====== INFORMATION PROVIDED
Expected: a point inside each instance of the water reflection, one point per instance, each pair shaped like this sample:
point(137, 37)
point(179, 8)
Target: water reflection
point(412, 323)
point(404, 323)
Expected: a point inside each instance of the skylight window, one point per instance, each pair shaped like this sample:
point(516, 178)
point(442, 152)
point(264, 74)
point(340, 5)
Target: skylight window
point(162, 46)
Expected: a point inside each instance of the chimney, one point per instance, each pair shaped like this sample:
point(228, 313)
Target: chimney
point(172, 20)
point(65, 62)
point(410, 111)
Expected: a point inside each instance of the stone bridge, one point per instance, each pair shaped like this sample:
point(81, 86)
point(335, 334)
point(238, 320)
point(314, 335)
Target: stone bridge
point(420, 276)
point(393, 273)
============
====== INFORMATION PROVIDED
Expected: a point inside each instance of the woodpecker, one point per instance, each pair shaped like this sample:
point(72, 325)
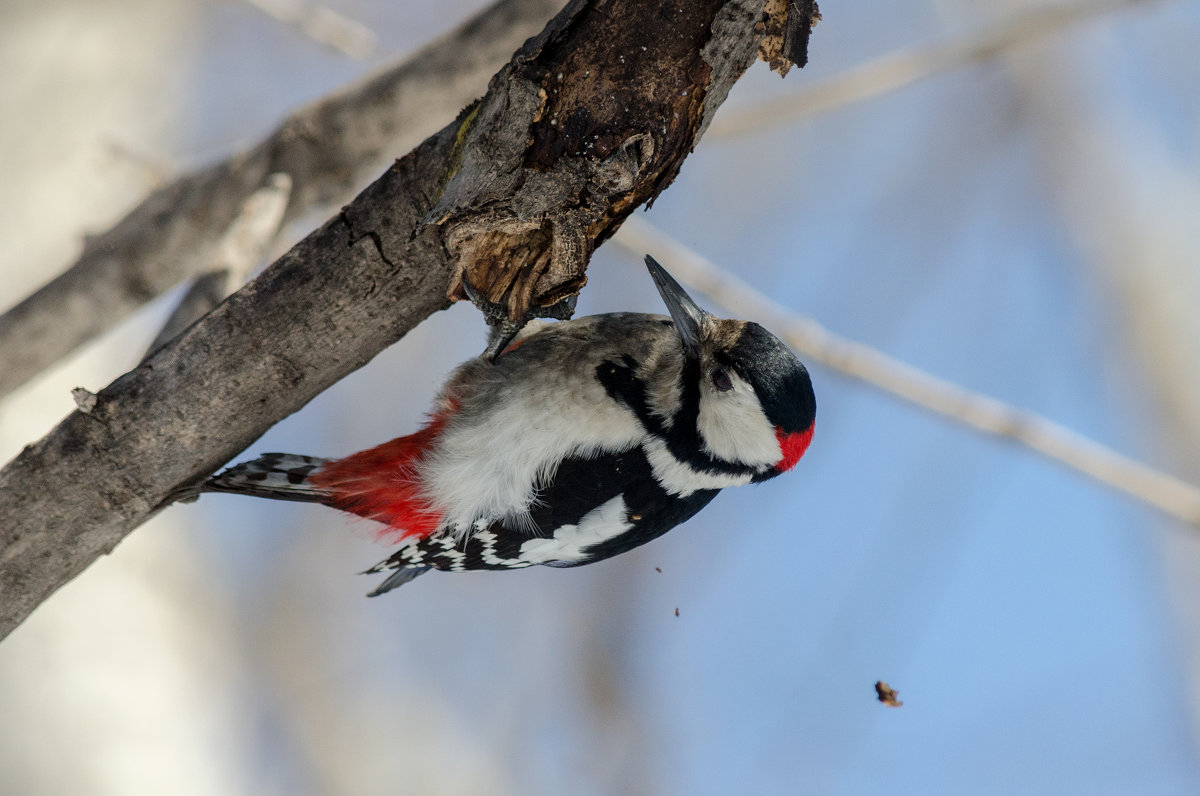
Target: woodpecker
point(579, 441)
============
→ **WHAT TO PRODUCE**
Return, word for word, the lines of the listing starting at the line that contains "Expected: a point inside each instance of the chimney, one" and ending at the line that contains "point(393, 273)", with both of those lines included.

→ **FULL OUTPUT**
Expected: a point inside each instance of the chimney, one point per instance, each pair shaped like this sample:
point(228, 313)
Target: chimney
point(172, 20)
point(65, 62)
point(410, 111)
Expected: a point inside each instance of the stone bridge, one point per instance, each pair shaped like this sample:
point(81, 86)
point(335, 334)
point(238, 320)
point(314, 335)
Target: stone bridge
point(420, 276)
point(393, 273)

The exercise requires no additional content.